** INPUT MATERIAL **
####

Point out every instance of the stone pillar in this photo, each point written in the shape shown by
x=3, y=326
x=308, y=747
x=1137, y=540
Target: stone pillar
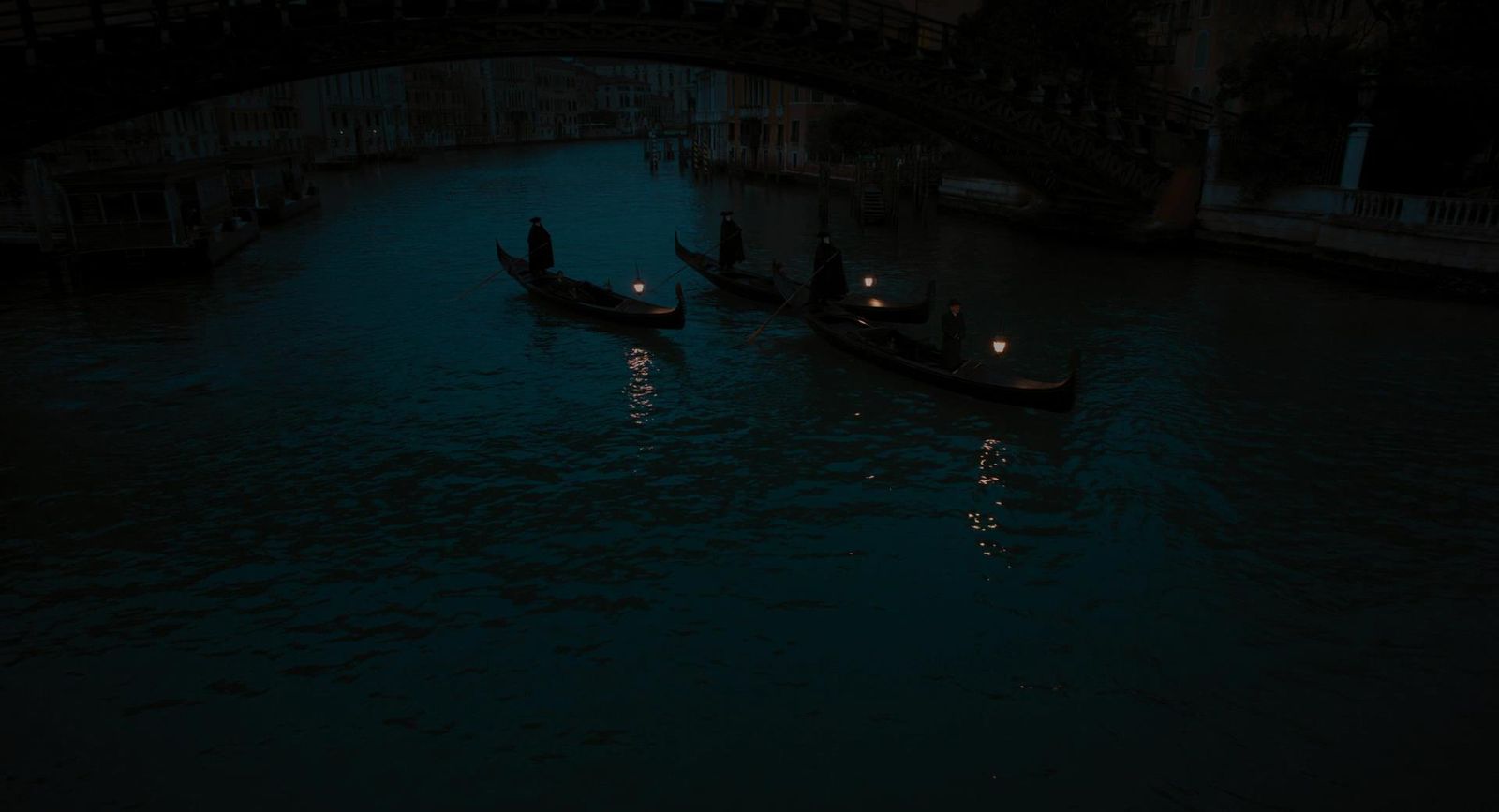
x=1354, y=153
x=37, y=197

####

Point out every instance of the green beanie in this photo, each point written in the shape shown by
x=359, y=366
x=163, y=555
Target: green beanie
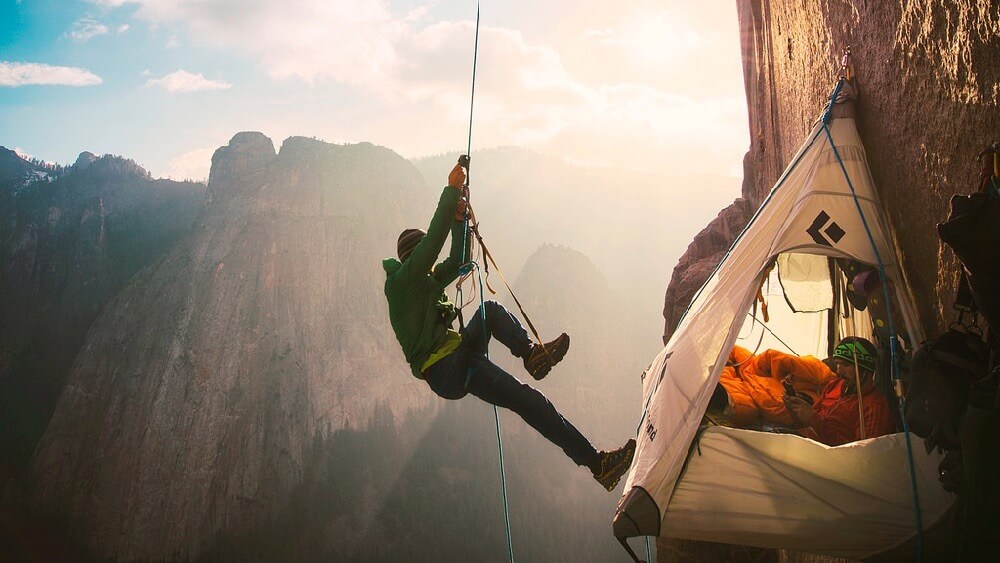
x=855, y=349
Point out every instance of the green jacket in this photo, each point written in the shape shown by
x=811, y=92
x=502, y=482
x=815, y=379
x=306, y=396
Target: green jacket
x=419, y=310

####

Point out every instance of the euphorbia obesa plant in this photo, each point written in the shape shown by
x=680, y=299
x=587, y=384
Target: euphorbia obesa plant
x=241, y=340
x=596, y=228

####

** WHAT TO WORK ON **
Copy out the data from the line containing "Point out every instance of the stone" through the line containing "x=37, y=197", both of those lines included, and leave out the picture.

** EXPECTED OUTPUT **
Point out every instance of the stone pillar in this photo, each point written in the shape shown by
x=3, y=326
x=308, y=747
x=1137, y=540
Target: stone pillar
x=1354, y=153
x=37, y=197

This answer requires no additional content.